__WHAT TO DO__.
List every line of the items below that contains the word "with". Case counts.

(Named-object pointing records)
● ● ● ● ●

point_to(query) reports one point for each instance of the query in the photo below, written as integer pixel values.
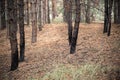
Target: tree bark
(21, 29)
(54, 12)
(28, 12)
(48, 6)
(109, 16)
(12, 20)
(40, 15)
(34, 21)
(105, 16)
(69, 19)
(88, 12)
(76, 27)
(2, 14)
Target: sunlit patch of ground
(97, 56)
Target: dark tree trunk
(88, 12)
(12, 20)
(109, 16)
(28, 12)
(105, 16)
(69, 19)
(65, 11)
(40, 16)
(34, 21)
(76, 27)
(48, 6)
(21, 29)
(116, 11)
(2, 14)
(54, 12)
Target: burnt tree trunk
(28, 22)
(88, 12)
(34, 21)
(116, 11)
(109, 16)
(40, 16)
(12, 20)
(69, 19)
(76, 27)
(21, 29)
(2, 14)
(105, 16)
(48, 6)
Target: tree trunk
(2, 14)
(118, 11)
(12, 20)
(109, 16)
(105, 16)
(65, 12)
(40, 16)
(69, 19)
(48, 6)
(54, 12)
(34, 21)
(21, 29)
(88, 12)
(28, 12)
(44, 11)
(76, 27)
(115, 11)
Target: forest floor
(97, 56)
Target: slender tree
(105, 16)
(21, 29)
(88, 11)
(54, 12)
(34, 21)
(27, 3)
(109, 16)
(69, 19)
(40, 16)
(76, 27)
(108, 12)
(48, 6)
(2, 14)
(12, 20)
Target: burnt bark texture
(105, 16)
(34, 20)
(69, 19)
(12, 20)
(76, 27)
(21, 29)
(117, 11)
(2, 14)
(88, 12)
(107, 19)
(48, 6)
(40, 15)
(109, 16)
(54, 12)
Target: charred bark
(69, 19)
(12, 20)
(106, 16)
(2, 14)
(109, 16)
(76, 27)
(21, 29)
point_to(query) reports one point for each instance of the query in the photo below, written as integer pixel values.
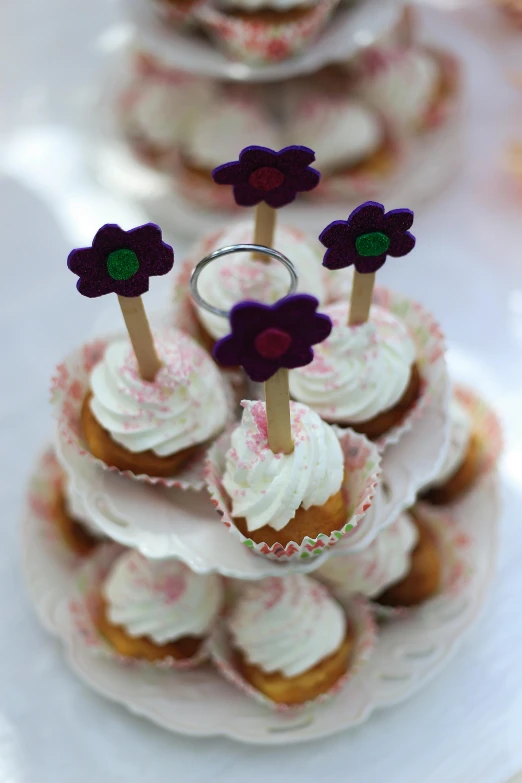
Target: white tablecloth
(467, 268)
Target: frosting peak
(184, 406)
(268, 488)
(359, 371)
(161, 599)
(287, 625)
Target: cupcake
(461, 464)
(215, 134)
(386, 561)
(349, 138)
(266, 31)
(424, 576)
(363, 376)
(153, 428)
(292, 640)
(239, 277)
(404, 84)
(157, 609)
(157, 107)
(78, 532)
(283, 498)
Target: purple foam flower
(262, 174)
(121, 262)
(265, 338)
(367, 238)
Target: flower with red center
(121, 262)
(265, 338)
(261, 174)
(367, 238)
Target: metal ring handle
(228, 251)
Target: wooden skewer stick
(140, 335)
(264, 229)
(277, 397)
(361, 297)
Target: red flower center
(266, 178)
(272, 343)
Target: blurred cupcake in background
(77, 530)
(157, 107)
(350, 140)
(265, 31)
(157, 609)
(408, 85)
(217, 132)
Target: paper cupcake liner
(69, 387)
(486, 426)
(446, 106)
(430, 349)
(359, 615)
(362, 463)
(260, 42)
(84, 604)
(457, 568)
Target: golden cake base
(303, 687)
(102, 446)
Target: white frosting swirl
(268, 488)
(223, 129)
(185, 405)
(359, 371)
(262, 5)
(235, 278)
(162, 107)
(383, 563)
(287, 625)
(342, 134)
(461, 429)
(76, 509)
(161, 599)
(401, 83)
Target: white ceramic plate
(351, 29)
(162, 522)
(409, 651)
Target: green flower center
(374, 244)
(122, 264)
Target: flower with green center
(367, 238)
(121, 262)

● ● ● ● ●

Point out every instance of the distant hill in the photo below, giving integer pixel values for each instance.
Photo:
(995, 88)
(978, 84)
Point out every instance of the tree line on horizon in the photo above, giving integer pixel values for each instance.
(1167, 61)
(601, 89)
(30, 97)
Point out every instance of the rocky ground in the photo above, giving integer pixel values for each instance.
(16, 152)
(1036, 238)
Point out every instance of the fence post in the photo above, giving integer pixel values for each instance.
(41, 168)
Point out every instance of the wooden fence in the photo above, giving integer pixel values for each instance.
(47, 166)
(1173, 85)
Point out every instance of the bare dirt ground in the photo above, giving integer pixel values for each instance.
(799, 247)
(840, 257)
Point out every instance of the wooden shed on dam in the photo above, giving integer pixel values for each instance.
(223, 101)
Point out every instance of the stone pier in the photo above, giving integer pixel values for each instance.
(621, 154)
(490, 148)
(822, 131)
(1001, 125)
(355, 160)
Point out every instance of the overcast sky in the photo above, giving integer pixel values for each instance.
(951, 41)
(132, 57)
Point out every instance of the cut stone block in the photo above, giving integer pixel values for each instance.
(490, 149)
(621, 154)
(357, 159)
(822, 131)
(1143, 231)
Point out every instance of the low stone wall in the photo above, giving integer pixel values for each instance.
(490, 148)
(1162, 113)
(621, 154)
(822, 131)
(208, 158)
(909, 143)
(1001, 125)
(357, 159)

● ● ● ● ●

__EXERCISE ANSWER__.
Target: flower with red center
Target: flower with green center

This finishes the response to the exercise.